▶ [O QUE FAZER] Edite o trecho sobre políticas públicas, reescrevendo-o a partir de "Eu & Fim de" e seguindo até "com o esporte.", com "políticas públicas" trocado por "ações governamentais".

Eu & Fim de Semana / Valor Econômico
O sucesso delas vincula-se cada vez mais à
sua combinação com outras, e não à sua atuação isolada
Entre os especialistas, não há dúvida: o
governo Bolsonaro destruiu as políticas públicas brasileiras. A PEC da
Transição pode ter um papel importante para recompor gastos em saúde, educação,
meio ambiente e outras áreas essenciais, mas a reconstrução vai muito além da
ampliação das despesas. São muitos os desafios de governança e gestão, e
pretendo tratar de alguns deles numa série de dois artigos. Neste primeiro, o
tema é a necessidade de articular as políticas públicas, pois nenhuma sozinha
resolve problemas complexos. Aproveitando o clima de Copa do Mundo, o exemplo
que finaliza o texto é o da articulação da política educacional com o esporte.
As lógicas setoriais têm uma função central
na provisão de bens e serviços à sociedade. Por isso, os ciclos do sistema de
ensino são fundamentais para definir o público-alvo e a forma de desenvolvê-lo
no campo da educação, do mesmo modo que os níveis de complexidade na saúde
racionalizam o atendimento dos indivíduos. Sem uma boa organização interna de
cada área governamental, é impossível garantir os direitos dos cidadãos. Só que
a resolução de questões coletivas depende cada vez mais de formas de
articulação entre as políticas, como revelam os estudos e as experiências
internacionais e nacionais bem-sucedidas.

▶ [DADOS EXIBIDOS]
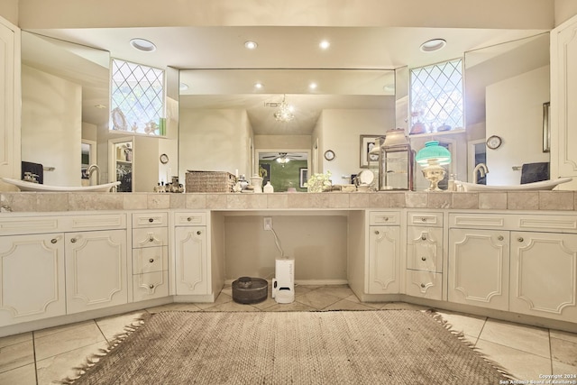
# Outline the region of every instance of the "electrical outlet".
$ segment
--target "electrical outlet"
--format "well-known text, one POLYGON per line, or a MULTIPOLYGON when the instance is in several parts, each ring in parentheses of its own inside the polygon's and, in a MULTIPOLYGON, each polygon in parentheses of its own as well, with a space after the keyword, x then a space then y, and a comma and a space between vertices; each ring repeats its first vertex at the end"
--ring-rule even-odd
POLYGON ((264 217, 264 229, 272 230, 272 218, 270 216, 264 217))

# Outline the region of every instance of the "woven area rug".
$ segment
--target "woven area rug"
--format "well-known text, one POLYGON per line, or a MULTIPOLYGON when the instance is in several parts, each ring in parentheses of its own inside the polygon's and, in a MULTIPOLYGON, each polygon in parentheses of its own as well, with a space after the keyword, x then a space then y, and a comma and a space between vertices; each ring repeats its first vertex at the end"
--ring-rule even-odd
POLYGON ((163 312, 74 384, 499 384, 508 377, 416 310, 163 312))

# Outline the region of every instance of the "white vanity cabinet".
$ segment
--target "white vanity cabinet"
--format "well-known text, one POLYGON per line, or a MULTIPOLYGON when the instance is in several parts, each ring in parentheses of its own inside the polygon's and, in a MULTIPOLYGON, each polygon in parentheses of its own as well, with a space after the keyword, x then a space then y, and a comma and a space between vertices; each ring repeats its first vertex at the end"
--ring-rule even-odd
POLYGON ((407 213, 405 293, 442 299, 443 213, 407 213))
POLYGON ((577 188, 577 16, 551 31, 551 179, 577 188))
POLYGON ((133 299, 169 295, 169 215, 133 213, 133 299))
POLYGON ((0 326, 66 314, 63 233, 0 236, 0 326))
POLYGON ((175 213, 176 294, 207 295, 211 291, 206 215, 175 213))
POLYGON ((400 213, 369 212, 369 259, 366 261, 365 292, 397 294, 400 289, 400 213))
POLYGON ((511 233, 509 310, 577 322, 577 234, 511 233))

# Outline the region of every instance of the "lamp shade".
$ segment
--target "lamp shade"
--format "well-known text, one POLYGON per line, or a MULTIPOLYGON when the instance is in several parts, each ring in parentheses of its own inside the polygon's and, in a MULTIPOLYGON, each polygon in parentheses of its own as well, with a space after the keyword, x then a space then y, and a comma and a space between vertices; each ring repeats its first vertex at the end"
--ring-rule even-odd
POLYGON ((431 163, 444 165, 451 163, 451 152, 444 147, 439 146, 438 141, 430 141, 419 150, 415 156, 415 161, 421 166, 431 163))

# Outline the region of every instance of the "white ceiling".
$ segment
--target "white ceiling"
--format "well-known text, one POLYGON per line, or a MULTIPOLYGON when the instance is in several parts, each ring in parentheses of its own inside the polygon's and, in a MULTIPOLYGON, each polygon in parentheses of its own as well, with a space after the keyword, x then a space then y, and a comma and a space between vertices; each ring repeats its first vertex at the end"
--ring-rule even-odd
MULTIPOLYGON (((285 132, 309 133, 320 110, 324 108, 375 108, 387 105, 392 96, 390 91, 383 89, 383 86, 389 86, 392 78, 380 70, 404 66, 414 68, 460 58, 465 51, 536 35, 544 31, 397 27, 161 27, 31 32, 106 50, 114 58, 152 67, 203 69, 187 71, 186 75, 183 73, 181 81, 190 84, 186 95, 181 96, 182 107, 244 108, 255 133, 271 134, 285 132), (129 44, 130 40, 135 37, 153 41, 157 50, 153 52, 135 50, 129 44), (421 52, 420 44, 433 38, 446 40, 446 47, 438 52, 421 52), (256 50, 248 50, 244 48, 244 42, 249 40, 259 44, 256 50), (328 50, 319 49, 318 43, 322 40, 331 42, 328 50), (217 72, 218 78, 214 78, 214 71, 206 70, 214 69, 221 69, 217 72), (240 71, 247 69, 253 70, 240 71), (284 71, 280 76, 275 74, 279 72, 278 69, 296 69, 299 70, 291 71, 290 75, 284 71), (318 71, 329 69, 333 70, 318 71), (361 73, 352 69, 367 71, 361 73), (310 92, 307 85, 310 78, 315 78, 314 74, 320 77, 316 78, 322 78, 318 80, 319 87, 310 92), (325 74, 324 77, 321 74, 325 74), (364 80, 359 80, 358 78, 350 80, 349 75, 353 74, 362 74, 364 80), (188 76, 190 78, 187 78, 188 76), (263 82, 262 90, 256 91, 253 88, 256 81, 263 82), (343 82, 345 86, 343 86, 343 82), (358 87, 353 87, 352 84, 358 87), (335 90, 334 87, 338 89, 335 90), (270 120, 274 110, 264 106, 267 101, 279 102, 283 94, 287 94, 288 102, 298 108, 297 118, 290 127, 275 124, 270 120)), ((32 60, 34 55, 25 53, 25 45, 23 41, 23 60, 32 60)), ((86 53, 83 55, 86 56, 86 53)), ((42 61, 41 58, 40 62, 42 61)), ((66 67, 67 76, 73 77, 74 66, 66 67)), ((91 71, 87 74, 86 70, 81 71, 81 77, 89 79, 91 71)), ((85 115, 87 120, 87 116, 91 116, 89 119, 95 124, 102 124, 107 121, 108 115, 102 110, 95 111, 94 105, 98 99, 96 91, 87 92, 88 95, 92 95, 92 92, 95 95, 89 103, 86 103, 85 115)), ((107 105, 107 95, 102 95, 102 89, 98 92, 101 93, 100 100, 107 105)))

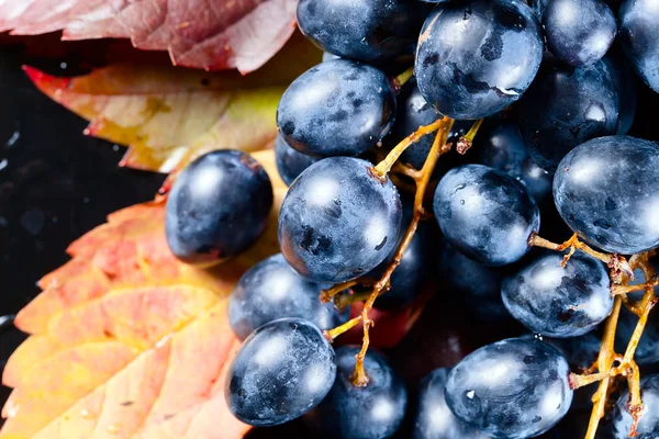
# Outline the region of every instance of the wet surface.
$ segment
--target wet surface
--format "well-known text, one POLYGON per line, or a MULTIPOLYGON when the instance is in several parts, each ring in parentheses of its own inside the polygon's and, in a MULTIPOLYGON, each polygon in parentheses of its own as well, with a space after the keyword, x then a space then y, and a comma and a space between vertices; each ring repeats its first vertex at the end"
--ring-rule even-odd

▶ [RESULTADO DA TAREFA]
Eu & Fim de Semana / Valor Econômico
O sucesso delas vincula-se cada vez mais à
sua combinação com outras, e não à sua atuação isolada
Entre os especialistas, não há dúvida: o
governo Bolsonaro destruiu as ações governamentais brasileiras. A PEC da
Transição pode ter um papel importante para recompor gastos em saúde, educação,
meio ambiente e outras áreas essenciais, mas a reconstrução vai muito além da
ampliação das despesas. São muitos os desafios de governança e gestão, e
pretendo tratar de alguns deles numa série de dois artigos. Neste primeiro, o
tema é a necessidade de articular as ações governamentais, pois nenhuma sozinha
resolve problemas complexos. Aproveitando o clima de Copa do Mundo, o exemplo
que finaliza o texto é o da articulação da política educacional com o esporte.